Dataset excerpts on object pointing:
########

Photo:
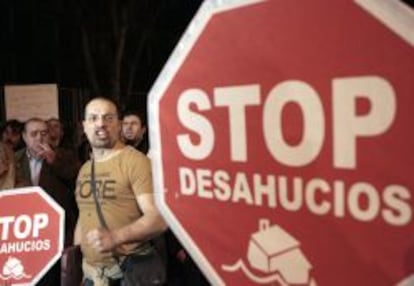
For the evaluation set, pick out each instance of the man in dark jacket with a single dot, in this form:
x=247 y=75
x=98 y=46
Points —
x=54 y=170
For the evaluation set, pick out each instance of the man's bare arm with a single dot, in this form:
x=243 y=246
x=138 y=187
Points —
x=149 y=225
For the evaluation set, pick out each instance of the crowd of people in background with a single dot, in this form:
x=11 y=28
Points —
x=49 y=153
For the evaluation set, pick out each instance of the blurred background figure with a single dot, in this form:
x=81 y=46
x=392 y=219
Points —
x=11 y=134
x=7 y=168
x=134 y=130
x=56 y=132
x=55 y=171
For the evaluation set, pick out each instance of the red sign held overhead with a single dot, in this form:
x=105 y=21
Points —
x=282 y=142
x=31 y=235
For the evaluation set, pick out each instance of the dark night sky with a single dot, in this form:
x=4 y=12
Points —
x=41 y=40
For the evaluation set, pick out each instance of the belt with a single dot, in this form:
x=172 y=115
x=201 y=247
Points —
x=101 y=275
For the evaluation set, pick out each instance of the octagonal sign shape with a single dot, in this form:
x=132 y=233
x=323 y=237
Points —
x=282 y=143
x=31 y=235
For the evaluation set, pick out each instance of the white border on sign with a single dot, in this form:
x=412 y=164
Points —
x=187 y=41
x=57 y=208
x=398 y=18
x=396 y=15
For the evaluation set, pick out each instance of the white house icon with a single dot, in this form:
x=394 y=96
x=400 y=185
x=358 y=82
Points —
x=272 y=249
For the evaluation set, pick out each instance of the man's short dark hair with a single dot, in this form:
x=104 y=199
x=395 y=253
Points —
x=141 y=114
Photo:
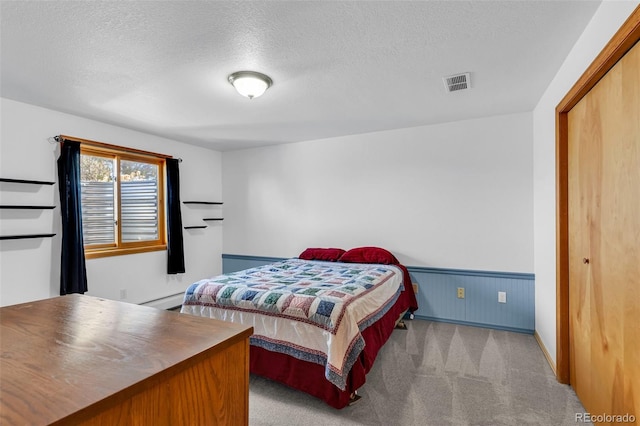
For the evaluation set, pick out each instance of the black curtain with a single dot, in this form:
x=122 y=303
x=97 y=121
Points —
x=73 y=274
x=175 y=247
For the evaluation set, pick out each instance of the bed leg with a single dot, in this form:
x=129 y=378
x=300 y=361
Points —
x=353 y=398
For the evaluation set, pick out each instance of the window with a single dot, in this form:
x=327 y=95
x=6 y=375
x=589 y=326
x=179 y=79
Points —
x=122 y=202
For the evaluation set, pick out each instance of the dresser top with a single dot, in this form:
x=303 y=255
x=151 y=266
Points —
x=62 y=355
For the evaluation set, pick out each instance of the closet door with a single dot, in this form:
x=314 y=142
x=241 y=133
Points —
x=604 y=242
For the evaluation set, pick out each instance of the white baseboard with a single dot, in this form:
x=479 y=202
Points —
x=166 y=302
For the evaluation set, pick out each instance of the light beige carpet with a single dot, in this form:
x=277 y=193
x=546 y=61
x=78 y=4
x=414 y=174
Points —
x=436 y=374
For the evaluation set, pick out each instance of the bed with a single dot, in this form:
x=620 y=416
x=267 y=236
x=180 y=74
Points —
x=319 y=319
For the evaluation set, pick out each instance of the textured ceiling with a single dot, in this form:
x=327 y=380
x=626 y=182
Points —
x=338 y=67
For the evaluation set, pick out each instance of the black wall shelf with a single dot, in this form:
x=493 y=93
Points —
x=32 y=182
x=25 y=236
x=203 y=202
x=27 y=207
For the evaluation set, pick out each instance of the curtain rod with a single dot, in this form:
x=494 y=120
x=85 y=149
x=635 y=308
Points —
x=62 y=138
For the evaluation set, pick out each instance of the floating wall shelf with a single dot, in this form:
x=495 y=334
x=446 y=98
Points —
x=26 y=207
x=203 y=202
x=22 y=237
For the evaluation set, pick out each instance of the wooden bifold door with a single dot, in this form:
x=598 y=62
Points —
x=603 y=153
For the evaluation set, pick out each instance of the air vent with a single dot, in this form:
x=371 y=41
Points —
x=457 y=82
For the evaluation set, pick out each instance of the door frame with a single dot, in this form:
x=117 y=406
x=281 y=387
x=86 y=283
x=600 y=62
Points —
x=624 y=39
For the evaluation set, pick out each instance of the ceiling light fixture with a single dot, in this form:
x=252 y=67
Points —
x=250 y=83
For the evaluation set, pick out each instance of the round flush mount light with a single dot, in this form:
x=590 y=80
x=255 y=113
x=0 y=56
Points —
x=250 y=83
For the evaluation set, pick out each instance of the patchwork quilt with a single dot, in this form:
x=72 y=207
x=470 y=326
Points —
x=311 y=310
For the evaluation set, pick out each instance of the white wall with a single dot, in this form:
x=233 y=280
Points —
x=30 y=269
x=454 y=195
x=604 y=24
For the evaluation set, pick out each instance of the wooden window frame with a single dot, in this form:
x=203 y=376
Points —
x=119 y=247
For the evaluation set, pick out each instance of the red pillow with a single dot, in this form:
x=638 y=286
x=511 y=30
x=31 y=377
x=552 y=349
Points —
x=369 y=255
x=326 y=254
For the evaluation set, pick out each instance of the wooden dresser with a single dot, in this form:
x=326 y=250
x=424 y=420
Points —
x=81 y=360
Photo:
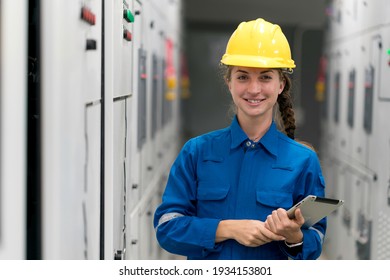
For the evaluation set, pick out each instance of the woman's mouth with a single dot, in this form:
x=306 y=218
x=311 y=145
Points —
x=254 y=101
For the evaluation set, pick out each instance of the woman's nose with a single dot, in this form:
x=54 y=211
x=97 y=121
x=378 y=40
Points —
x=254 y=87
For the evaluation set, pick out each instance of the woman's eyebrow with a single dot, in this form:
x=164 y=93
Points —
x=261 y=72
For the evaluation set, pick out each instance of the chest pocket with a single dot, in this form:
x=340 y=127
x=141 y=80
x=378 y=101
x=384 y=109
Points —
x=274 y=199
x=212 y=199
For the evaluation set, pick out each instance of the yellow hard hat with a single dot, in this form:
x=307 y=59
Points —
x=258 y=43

########

Reproduce verbatim the lines of the material from the line containing "For the evaluation set, pick out each instance of the chest" through the end of the material, inclusive.

WRITTEN SOLUTION
For the evaluation set, pick out each instance of the chest pocket with a single dot, in this form:
x=340 y=127
x=141 y=80
x=378 y=101
x=384 y=109
Points —
x=274 y=199
x=212 y=199
For the evaluation set, pick out each instance of the yellow hard hat with a single dot, in this form:
x=307 y=59
Points —
x=258 y=43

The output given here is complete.